The Razorbacks finished 3-7 against an all-SEC schedule. Was Yurachek surprised with how quickly that Pittman got the program seemingly head back in the right direction?
“Absolutely,” Yurachek said. “He exceeded my expectations. When you think about bringing a new staff on board and roughly 65-70 days after that, you go into a COVID situation like we did, you cancel spring practice, you’re meeting virtually, you’re trying to install offenses and defense virtually during the spring, you have limited workout availability during the months of June and early part of July. He and his staff overcame a number of obstacles to really create a level of confidence amongst our student-athletes that they were going to be put in positions to have success.
“Then you put on top of that an SEC-only schedule. I still think it was one of the toughest schedules in the history of college football. We played four teams that were in New Year’s Six bowl games and we played, obviously, the eventual national champion in Alabama. To win three of those games, and we haven’t won three SEC games in the last three years, I think that was a significant accomplishment and step in the right direction for our program.”

YOUR TASKS |
a - According to the Razorbacks excerpt, what record did the Razorbacks finish with against their all-SEC schedule?
b - Pick up the Razorbacks excerpt after its last sentence and keep writing it.

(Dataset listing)

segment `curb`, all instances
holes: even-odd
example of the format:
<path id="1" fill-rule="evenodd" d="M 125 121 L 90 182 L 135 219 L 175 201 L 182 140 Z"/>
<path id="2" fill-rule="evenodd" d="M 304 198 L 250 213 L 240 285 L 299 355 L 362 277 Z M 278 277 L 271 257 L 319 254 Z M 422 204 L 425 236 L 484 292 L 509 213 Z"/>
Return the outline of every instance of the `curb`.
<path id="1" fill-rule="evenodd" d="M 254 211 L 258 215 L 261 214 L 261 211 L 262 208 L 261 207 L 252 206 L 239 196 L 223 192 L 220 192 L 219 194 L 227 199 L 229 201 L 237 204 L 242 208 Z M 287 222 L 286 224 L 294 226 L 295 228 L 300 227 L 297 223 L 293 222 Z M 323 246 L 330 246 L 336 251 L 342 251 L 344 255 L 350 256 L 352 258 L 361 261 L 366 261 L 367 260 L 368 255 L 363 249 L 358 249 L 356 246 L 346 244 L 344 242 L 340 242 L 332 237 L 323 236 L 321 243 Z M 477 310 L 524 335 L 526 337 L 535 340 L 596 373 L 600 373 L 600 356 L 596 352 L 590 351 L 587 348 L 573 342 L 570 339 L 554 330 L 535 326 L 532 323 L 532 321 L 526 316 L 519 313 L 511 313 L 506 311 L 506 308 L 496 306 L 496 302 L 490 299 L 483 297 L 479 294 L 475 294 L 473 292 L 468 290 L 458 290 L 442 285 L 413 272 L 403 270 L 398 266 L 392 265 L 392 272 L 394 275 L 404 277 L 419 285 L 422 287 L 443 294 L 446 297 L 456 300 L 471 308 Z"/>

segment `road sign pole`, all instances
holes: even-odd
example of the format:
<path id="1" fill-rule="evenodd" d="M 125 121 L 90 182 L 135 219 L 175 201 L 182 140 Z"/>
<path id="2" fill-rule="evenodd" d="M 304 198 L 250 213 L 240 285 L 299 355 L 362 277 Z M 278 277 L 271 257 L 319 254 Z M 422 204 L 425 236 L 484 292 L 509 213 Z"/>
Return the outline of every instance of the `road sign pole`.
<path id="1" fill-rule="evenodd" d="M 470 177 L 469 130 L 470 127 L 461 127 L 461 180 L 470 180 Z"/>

---

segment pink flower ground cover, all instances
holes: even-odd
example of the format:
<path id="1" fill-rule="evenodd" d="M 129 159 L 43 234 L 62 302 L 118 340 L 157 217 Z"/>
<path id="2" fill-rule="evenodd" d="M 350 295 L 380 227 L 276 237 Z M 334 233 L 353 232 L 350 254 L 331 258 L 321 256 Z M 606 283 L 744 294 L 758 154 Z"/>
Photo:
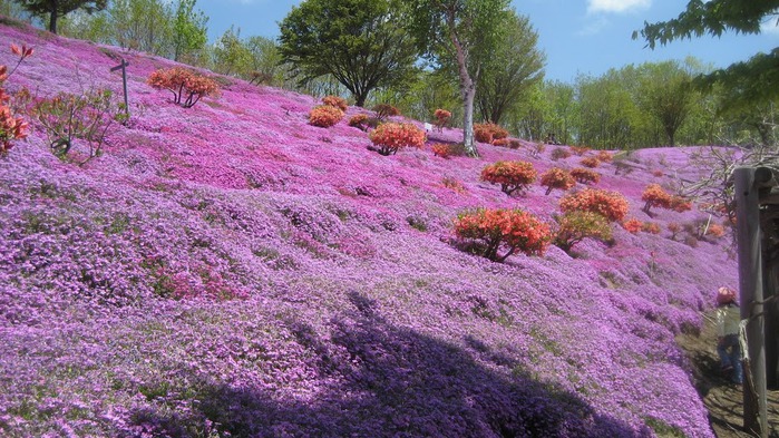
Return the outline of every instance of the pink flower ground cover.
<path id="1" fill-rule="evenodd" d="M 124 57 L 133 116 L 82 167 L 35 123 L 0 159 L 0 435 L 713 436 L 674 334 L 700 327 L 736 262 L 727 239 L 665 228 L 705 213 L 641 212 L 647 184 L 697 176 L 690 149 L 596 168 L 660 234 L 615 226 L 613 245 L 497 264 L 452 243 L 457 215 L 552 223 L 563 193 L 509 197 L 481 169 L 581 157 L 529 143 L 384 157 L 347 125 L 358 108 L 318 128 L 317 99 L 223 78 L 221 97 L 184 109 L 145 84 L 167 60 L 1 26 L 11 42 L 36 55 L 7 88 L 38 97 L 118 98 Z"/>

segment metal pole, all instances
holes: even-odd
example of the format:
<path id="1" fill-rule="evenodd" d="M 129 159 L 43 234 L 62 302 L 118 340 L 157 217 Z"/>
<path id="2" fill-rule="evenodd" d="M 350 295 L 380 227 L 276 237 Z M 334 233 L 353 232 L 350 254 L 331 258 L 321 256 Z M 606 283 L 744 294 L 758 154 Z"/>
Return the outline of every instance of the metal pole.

==

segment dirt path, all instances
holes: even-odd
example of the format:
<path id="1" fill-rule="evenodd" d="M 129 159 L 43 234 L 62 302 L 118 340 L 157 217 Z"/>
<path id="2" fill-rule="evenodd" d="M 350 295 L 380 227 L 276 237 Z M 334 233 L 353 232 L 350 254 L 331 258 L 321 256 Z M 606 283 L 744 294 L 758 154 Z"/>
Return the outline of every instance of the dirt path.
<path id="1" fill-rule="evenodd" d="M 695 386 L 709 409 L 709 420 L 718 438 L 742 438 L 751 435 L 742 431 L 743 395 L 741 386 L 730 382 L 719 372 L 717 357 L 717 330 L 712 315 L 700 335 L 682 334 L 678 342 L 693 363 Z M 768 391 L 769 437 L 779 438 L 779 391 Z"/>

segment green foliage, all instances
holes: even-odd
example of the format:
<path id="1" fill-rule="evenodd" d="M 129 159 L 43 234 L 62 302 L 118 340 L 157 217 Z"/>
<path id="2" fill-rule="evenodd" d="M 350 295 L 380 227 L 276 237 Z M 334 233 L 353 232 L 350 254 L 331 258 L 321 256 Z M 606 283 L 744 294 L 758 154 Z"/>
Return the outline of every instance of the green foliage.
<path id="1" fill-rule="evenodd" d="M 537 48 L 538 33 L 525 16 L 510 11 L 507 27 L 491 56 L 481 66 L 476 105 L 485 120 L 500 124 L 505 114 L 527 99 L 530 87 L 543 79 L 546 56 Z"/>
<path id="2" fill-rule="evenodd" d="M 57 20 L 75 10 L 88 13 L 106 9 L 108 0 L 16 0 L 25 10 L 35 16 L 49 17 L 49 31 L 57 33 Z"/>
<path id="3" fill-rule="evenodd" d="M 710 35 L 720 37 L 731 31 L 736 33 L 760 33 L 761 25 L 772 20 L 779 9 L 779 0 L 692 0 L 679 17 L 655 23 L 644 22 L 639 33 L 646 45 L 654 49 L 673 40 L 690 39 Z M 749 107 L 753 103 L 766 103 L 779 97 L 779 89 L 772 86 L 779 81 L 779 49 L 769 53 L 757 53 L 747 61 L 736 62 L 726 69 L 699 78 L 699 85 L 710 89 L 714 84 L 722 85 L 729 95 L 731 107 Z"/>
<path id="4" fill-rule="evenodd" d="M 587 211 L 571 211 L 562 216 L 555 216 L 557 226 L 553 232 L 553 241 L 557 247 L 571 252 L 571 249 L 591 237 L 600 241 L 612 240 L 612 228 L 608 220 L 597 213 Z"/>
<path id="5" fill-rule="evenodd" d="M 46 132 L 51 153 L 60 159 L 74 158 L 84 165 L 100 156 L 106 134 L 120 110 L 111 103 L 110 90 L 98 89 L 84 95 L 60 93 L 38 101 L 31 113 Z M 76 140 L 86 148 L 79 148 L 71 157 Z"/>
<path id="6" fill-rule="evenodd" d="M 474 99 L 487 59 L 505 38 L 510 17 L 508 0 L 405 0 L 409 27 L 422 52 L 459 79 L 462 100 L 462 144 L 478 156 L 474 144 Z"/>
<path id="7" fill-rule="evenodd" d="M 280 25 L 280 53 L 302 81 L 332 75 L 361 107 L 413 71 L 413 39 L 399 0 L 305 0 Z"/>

RESULTS OF THE EXERCISE |
a - 3-7

b -
When Pittman was hired, it was met by skepticism from many in the national media. Yurachek said proving them wrong held no special meaning to him.
“Well, I try not to pay attention to a lot of the scrutiny that goes on in hiring coaches,” Yurachek said. “I felt like Sam Pittman was a great fit for what we needed at the University of Arkansas with his ability to build offensive and defensive lines, his ability to recruit and just his personality and how it fit within our state. I felt like he was going to be successful. To say that he was going to be successful out of the gate like he was, with all the obstacles we overcame, I would be lying to you if I said that, but I thought Sam Pittman – I wouldn’t have hired him if I didn’t think he was the right person for the job.”
Yurachek also addressed the incentive portions of Pittman’s contract.
“Coach Pittman and I have discussed some parameters within his current contract multiple times, and we’re working through some of those,” Yurachek said. “I think you’ll see something here in the next month or so related to that.”
The Razorbacks have 10 seniors returning for the extra year permitted by the NCAA due to COVID. The only one who hasn’t stated any plans is kicker AJ Reed. He is finishing out the semester at Arkansas and will then have business degrees from both Duke and Arkansas. He doesn’t plan to play another year of college football. But the additional seniors will present financial issues for Arkansas and other schools.
“That’s not just for football,” Yurachek said. “I mean, that’s for all of our sports. That’s happened now for all of our fall sports and all of our winter sports. So, that’s a challenge we’re going to have to address with all of our sports moving forward.”